* [What the exercise asks]: Put everything from the start of the items below down to the line containing "pixel 231 294", both ends included, into a JSON list of strings with one string per line, leaving out blank lines.

Location identification entries
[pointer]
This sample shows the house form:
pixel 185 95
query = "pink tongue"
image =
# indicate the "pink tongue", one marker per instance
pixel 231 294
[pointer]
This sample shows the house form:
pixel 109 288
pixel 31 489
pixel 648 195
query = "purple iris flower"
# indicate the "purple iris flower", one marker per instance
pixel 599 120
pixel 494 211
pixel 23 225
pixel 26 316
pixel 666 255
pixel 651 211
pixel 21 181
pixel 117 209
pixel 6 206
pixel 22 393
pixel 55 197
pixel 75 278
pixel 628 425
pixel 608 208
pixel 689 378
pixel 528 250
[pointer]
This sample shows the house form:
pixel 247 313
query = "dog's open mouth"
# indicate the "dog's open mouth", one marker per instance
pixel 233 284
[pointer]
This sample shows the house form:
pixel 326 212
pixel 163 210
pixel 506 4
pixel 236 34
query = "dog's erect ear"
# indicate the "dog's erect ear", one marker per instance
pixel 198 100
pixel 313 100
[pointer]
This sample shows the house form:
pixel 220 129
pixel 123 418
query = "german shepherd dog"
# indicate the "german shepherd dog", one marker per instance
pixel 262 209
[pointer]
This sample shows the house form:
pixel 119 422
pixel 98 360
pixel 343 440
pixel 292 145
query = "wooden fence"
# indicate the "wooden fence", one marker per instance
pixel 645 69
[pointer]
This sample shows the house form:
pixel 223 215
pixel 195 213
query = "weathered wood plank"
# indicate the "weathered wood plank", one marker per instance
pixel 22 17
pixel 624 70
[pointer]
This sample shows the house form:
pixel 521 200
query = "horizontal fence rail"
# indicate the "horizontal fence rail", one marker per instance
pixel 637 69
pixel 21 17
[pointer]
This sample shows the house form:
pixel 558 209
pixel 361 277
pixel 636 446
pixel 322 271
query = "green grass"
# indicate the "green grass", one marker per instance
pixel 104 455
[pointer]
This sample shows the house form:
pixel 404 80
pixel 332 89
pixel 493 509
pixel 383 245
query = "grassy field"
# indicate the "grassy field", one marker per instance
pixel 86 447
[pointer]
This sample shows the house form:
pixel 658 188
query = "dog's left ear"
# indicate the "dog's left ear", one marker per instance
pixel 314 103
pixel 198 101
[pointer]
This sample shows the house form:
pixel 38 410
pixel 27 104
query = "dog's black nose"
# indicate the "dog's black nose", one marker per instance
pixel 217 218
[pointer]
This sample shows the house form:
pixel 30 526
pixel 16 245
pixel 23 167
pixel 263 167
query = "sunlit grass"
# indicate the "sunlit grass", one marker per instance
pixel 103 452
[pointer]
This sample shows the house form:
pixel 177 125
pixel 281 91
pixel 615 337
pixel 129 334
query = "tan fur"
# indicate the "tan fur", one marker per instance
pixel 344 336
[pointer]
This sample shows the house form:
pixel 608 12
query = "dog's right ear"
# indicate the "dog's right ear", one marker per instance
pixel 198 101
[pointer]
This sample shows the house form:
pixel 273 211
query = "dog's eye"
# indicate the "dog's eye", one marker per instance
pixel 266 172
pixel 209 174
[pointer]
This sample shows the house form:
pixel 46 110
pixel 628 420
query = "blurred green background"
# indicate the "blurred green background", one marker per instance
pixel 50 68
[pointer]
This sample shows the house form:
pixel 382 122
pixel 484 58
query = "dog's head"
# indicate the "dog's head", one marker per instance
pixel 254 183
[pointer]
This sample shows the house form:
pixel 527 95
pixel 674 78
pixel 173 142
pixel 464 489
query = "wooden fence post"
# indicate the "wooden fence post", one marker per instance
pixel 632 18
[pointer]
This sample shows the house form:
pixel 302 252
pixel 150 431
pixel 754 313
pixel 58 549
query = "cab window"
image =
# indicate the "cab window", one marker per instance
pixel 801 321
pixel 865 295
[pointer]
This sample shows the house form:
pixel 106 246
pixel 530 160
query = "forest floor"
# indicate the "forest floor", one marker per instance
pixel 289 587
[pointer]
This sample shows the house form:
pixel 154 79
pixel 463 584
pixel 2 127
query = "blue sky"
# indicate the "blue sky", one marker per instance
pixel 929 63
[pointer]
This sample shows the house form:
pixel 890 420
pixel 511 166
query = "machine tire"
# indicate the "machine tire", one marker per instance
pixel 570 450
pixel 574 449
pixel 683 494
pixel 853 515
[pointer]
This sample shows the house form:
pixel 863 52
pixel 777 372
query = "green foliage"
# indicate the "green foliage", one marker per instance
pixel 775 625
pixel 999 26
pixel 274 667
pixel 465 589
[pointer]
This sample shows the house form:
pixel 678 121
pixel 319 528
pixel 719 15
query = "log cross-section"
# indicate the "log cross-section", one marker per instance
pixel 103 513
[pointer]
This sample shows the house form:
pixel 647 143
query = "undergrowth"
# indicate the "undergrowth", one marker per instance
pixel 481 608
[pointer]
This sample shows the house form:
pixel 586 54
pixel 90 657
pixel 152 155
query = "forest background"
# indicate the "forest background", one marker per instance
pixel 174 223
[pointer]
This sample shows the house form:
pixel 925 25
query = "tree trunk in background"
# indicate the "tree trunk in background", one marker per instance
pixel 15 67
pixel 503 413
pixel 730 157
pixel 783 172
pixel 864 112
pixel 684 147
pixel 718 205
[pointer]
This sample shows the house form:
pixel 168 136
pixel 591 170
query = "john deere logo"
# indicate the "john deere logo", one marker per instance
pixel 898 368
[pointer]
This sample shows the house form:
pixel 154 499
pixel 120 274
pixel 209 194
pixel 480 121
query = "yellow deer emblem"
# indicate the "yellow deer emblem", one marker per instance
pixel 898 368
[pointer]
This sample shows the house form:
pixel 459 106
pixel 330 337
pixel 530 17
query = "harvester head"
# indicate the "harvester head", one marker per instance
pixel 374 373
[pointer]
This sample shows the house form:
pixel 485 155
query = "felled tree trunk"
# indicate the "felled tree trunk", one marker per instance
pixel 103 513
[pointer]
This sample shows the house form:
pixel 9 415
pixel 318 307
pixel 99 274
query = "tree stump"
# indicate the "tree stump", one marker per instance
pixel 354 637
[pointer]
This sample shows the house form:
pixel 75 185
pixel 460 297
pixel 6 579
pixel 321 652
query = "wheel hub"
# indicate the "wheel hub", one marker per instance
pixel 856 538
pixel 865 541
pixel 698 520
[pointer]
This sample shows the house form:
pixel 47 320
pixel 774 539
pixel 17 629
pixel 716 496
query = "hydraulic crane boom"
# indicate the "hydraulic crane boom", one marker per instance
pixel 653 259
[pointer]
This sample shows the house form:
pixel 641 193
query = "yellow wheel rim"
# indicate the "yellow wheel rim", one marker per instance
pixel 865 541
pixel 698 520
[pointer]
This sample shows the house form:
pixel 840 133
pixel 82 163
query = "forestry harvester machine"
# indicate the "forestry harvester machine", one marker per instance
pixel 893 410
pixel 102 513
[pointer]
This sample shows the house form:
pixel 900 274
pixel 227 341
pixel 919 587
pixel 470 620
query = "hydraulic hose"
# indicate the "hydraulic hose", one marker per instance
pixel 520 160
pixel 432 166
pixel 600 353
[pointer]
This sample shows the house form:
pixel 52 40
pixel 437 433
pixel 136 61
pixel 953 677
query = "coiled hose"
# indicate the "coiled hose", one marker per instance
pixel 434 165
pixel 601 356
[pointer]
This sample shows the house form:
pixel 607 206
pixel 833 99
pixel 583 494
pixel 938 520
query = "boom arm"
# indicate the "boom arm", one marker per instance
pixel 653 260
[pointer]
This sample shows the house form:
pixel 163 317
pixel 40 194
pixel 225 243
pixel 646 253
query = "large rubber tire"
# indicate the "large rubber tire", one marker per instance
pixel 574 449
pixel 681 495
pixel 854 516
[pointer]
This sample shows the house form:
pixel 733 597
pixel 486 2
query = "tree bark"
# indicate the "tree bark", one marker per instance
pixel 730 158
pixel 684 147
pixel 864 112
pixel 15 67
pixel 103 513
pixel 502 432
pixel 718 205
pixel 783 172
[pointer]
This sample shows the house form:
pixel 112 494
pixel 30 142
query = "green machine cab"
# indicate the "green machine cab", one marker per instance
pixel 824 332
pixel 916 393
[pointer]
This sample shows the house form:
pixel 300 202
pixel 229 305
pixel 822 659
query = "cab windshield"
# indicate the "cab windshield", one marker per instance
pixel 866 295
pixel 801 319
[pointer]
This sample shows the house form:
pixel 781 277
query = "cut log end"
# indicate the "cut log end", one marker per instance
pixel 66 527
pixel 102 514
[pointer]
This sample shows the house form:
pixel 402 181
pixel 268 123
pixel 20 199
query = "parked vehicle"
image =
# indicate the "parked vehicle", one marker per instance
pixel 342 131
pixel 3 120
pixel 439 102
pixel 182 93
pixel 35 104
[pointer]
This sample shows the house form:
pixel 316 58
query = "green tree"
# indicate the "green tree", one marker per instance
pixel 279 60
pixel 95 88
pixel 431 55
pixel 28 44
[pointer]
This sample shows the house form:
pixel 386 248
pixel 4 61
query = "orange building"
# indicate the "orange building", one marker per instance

* [Written solution]:
[
  "[pointer]",
  "This sample shows the house form:",
  "pixel 185 95",
  "query = \"pink tongue\"",
  "image =",
  "# indicate the \"pink tongue\", one marker per instance",
  "pixel 231 294"
]